• _Task prompt_
Can you reproduce all the records below with "mapping pass" swapped for "labeling pass" everywhere it occurs, keeping everything else unchanged and leaving out the pictures?
┌────────
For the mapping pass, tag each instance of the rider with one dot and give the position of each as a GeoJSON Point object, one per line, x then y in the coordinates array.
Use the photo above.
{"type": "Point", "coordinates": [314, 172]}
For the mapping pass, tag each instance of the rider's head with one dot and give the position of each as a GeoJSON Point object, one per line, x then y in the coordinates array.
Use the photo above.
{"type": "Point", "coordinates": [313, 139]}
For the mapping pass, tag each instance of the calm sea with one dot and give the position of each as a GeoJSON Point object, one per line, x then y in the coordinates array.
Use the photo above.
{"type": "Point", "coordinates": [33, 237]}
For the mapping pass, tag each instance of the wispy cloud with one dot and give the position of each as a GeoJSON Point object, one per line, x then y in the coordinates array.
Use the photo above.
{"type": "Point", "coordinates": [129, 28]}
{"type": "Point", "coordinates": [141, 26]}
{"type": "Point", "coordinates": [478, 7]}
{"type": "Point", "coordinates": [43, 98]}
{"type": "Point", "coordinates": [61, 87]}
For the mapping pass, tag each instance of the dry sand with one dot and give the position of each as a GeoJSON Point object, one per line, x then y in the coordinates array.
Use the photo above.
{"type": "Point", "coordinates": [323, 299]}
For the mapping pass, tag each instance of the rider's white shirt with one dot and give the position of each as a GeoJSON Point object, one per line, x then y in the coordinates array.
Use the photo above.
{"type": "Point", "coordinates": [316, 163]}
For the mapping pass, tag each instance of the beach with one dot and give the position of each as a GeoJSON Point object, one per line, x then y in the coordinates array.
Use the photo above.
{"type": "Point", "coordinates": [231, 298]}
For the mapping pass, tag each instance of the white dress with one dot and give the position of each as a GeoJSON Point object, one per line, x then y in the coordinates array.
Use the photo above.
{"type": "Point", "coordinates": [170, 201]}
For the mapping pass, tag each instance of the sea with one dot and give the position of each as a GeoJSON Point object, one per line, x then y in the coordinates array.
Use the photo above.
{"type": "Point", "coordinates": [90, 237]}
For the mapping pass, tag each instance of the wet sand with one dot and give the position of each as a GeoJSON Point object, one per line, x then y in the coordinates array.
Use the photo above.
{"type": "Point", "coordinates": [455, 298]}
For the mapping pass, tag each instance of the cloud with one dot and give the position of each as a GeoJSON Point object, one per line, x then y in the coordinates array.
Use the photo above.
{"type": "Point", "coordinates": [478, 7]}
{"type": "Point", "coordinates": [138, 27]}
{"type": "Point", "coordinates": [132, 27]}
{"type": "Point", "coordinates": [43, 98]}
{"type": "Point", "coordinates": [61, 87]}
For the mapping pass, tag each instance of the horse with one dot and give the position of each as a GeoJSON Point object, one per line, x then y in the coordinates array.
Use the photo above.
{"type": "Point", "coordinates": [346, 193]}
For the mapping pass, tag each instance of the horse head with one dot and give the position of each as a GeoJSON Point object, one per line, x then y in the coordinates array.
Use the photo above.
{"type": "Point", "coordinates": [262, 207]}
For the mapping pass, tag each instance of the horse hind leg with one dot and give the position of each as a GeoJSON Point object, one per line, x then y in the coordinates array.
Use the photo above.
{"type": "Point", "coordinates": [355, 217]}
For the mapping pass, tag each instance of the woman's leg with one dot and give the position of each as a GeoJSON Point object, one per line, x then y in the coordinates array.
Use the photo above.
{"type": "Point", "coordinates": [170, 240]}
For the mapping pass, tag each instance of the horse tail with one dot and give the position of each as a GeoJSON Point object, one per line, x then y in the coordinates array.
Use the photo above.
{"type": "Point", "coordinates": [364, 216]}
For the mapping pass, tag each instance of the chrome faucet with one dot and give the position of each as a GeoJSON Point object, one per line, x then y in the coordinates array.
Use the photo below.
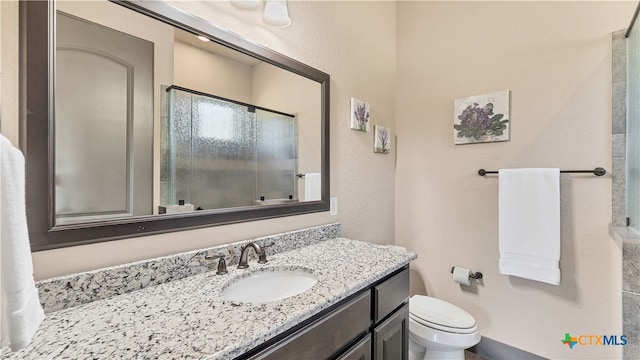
{"type": "Point", "coordinates": [262, 255]}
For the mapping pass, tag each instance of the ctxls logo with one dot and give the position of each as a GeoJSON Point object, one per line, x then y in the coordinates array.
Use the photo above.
{"type": "Point", "coordinates": [594, 340]}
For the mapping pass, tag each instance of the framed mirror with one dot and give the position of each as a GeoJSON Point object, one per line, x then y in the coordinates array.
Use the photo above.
{"type": "Point", "coordinates": [138, 118]}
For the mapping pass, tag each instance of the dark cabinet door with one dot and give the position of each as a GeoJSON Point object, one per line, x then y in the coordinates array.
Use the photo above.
{"type": "Point", "coordinates": [359, 351]}
{"type": "Point", "coordinates": [391, 337]}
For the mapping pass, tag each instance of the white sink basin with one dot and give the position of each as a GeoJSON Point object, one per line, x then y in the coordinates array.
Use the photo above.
{"type": "Point", "coordinates": [265, 286]}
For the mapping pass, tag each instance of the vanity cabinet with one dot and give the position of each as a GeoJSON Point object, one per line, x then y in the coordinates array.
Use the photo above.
└────────
• _Problem solution_
For the labeling pass, tag each instance of the rider with one dot and give the position of each as a GeoJSON Point object, one per line, x then y in the coordinates array.
Use the photo above.
{"type": "Point", "coordinates": [314, 172]}
For the labeling pass, tag each instance of the rider's head with one dot and give the position of each as a GeoJSON Point object, one per line, x then y in the coordinates array.
Use the photo above.
{"type": "Point", "coordinates": [313, 139]}
For the labeling pass, tag each instance of the calm sea with one dot and give the position of each as a GeoJSON Point object, one per line, x then y in the coordinates array.
Use the photo above.
{"type": "Point", "coordinates": [33, 237]}
For the labeling pass, tag each instance of the wispy cloud with one dot and give the position of each as a GeoJSON Point object, one per line, x then y in the coordinates array.
Use the photo above.
{"type": "Point", "coordinates": [129, 28]}
{"type": "Point", "coordinates": [141, 26]}
{"type": "Point", "coordinates": [478, 7]}
{"type": "Point", "coordinates": [43, 98]}
{"type": "Point", "coordinates": [61, 87]}
For the labeling pass, tag each instance of the dry sand with one dot and give the position of each as a GeoJSON Point object, one per line, x then y in the coordinates array.
Use the photo above.
{"type": "Point", "coordinates": [323, 299]}
For the labeling pass, tag each instance of the rider's white shirt with one dot and give the position of each as a GeoJSON Point object, one per line, x then y in the coordinates array.
Use the photo above.
{"type": "Point", "coordinates": [316, 163]}
For the labeling pass, tag each instance of the beach with one dot and give the position of each as a GeoJSON Point object, one per line, x then y in the coordinates array.
Use the photo above.
{"type": "Point", "coordinates": [231, 298]}
For the labeling pass, tag each instance of the white dress with one dot and give the position of each as a GeoJSON Point object, one per line, x then y in the coordinates array.
Use the photo above.
{"type": "Point", "coordinates": [170, 201]}
For the labeling pass, tag each instance of the sea with one dot and give the position of each as a GeoJSON Point object, one per line, x then y in the coordinates array.
Use the photo above.
{"type": "Point", "coordinates": [90, 237]}
For the labeling pass, tag each instance of the wet sand with one dot and give the position of each as a GeoJSON Point object, one per line, x then y in the coordinates array.
Use the photo above.
{"type": "Point", "coordinates": [455, 298]}
For the labeling pass, tag each instance of the cloud with one dot and give the position of each as a GeoJSON Point object, one per line, x then y in the coordinates array.
Use the photo above.
{"type": "Point", "coordinates": [478, 7]}
{"type": "Point", "coordinates": [138, 27]}
{"type": "Point", "coordinates": [132, 27]}
{"type": "Point", "coordinates": [43, 98]}
{"type": "Point", "coordinates": [61, 87]}
For the labeling pass, tag each instance of the horse with one dot and give the position of each as a GeoJSON Point object, one per line, x then y in the coordinates array.
Use the photo above.
{"type": "Point", "coordinates": [346, 193]}
For the labeling pass, tag each instance of the horse head with one dot and give the position of each as a GeoJSON Point object, one per line, x then y in the coordinates array.
Use the photo above.
{"type": "Point", "coordinates": [262, 207]}
For the labeling pass, tag each instance of the horse hind leg with one dot and give the position of each as a GeoJSON Point object, one per line, x then y in the coordinates array.
Use the photo above.
{"type": "Point", "coordinates": [355, 217]}
For the labeling pass, tag each instance of the woman's leg with one dot and give the position of each as a GeoJSON Point object, one per line, x then y in the coordinates array.
Use the photo above.
{"type": "Point", "coordinates": [170, 240]}
For the labeling pass, tag each instance of the horse tail with one dot and give the position of each as a GeoJSON Point object, one per line, x then y in the coordinates array.
Use the photo above.
{"type": "Point", "coordinates": [364, 216]}
For the labeling pass, tag each instance of the chrome faucet with one dot and give the position of each as a GeoJSON Point object, one per line, x then y in the coordinates array.
Use the photo below.
{"type": "Point", "coordinates": [262, 255]}
For the labeling pass, tag each instance of the ctxls logo with one dot and give the position of each as a GeoJSON Point object, one per line, x then y in the coordinates array.
Use the photo above.
{"type": "Point", "coordinates": [594, 340]}
For the labeling pass, tag each instance of the framed mirror with one dot and give the position of each as a GeoJSON Point object, one per line, x then y in the coordinates array.
Use the photo above.
{"type": "Point", "coordinates": [138, 118]}
For the labeling pass, tag each instance of the dark cabinet door with one dot and give the position of each as a GeoJSON Point object, one per line, x then y in the coordinates array.
Use the photo above.
{"type": "Point", "coordinates": [359, 351]}
{"type": "Point", "coordinates": [391, 337]}
For the labeling pass, tag each instance of the white sink basin with one dot and give the position of each as a GeoJSON Point object, one per line, x then y in the coordinates array.
Use the photo above.
{"type": "Point", "coordinates": [265, 286]}
For the labeling pass, tag each instance of the vanity cabinet with one dot and give the position of each as a GeoJSON Point object, one per line, x then y in the coordinates array.
Use the photo above.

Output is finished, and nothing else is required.